[SOURCE TEXT start]

Skip to content

infill command

Generate an infill completion for a given suffix and prefix texts

Usage

shell
npx --no node-llama-cpp infill [modelPath]

Options

Option Description
-m [string], --modelPath [string], --model [string], --path [string], --url [string], --uri [string] Model file to use for the infill. Can be a path to a local file or a URI of a model file to download. Leave empty to choose from a list of recommended models (string)
-H [string], --header [string] Headers to use when downloading a model from a URL, in the format key: value. You can pass this option multiple times to add multiple headers. (string[])
--gpu [string] Compute layer implementation type to use for llama.cpp. If omitted, uses the latest local build, and fallbacks to "auto" (default: Uses the latest local build, and fallbacks to "auto") (string)

choices: auto, metal, cuda, vulkan, false

-i, --systemInfo Print llama.cpp system info (default: false) (boolean)
--prefix [string] First prefix text to automatically load (string)
--prefixFile [string] Path to a file to load prefix text from automatically (string)
--suffix [string] First suffix text to automatically load. Requires prefix or prefixFile to be set (string)
--suffixFile [string] Path to a file to load suffix text from automatically. Requires prefix or prefixFile to be set (string)
-c <number>, --contextSize <number> Context size to use for the model context (default: Automatically determined based on the available VRAM) (number)
-b <number>, --batchSize <number> Batch size to use for the model context. The default value is the context size (number)
--flashAttention, --fa Enable flash attention (default: false) (boolean)
--threads <number> Number of threads to use for the evaluation of tokens (default: Number of cores that are useful for math on the current machine) (number)
-t <number>, --temperature <number> Temperature is a hyperparameter that controls the randomness of the generated text. It affects the probability distribution of the model's output tokens. A higher temperature (e.g., 1.5) makes the output more random and creative, while a lower temperature (e.g., 0.5) makes the output more focused, deterministic, and conservative. The suggested temperature is 0.8, which provides a balance between randomness and determinism. At the extreme, a temperature of 0 will always pick the most likely next token, leading to identical outputs in each run. Set to 0 to disable. (default: 0) (number)
--minP <number>, --mp <number> From the next token candidates, discard the percentage of tokens with the lowest probability. For example, if set to 0.05, 5% of the lowest probability tokens will be discarded. This is useful for generating more high-quality results when using a high temperature. Set to a value between 0 and 1 to enable. Only relevant when temperature is set to a value greater than 0. (default: 0) (number)

[SOURCE TEXT end]
[STORED DATA start]

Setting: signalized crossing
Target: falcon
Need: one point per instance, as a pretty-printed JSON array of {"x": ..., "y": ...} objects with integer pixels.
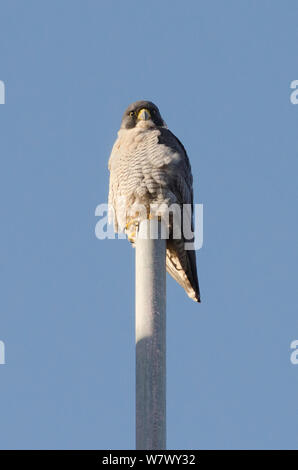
[{"x": 149, "y": 167}]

[STORED DATA end]

> [AIM OF THE EXERCISE] Please extend the node-llama-cpp infill command reference past its final line, keeping the same option-and-description format.

> [ANSWER TO THE PROBLEM]
-k <number>, --topK <number> Limits the model to consider only the K most likely next tokens for sampling at each step of sequence generation. An integer number between 1 and the size of the vocabulary. Set to 0 to disable (which uses the full vocabulary). Only relevant when temperature is set to a value greater than 0. (default: 40) (number)
-p <number>, --topP <number> Dynamically selects the smallest set of tokens whose cumulative probability exceeds the threshold P, and samples the next token only from this set. A float number between 0 and 1. Set to 1 to disable. Only relevant when temperature is set to a value greater than 0. (default: 0.95) (number)
--seed <number> Used to control the randomness of the generated text. Only relevant when using temperature. (default: The current epoch time) (number)
--gpuLayers <number>, --gl <number> number of layers to store in VRAM (default: Automatically determined based on the available VRAM) (number)
--repeatPenalty <number>, --rp <number> Prevent the model from repeating the same token too much. Set to 1 to disable. (default: 1.1) (number)
--lastTokensRepeatPenalty <number>, --rpn <number> Number of recent tokens generated by the model to apply penalties to repetition of (default: 64) (number)
--penalizeRepeatingNewLine, --rpnl Penalize new line tokens. set --no-penalizeRepeatingNewLine or --no-rpnl to disable (default: true) (boolean)
--repeatFrequencyPenalty <number>, --rfp <number> For n time a token is in the punishTokens array, lower its probability by n * repeatFrequencyPenalty. Set to a value between 0 and 1 to enable. (number)
--repeatPresencePenalty <number>, --rpp <number> Lower the probability of all the tokens in the punishTokens array by repeatPresencePenalty. Set to a value between 0 and 1 to enable. (number)
--maxTokens <number>, --mt <number> Maximum number of tokens to generate in responses. Set to 0 to disable. Set to -1 to set to the context size (default: 0) (number)
--tokenPredictionDraftModel [string], --dm [string], --draftModel [string] Model file to use for draft sequence token prediction (speculative decoding). Can be a path to a local file or a URI of a model file to download (string)
--tokenPredictionModelContextSize <number>, --dc <number>, --draftContextSize <number>, --draftContext <number> Max context size to use for the draft sequence token prediction model context (default: 4096) (number)
-d, --debug Print llama.cpp info and debug logs (default: false) (boolean)
--meter Log how many tokens were used as input and output for each response (default: false) (boolean)
--timing Print how how long it took to generate each response (default: false) (boolean)
--noMmap Disable mmap (memory-mapped file) usage (default: false) (boolean)
--printTimings, --pt Print llama.cpp's internal timings after each response (default: false) (boolean)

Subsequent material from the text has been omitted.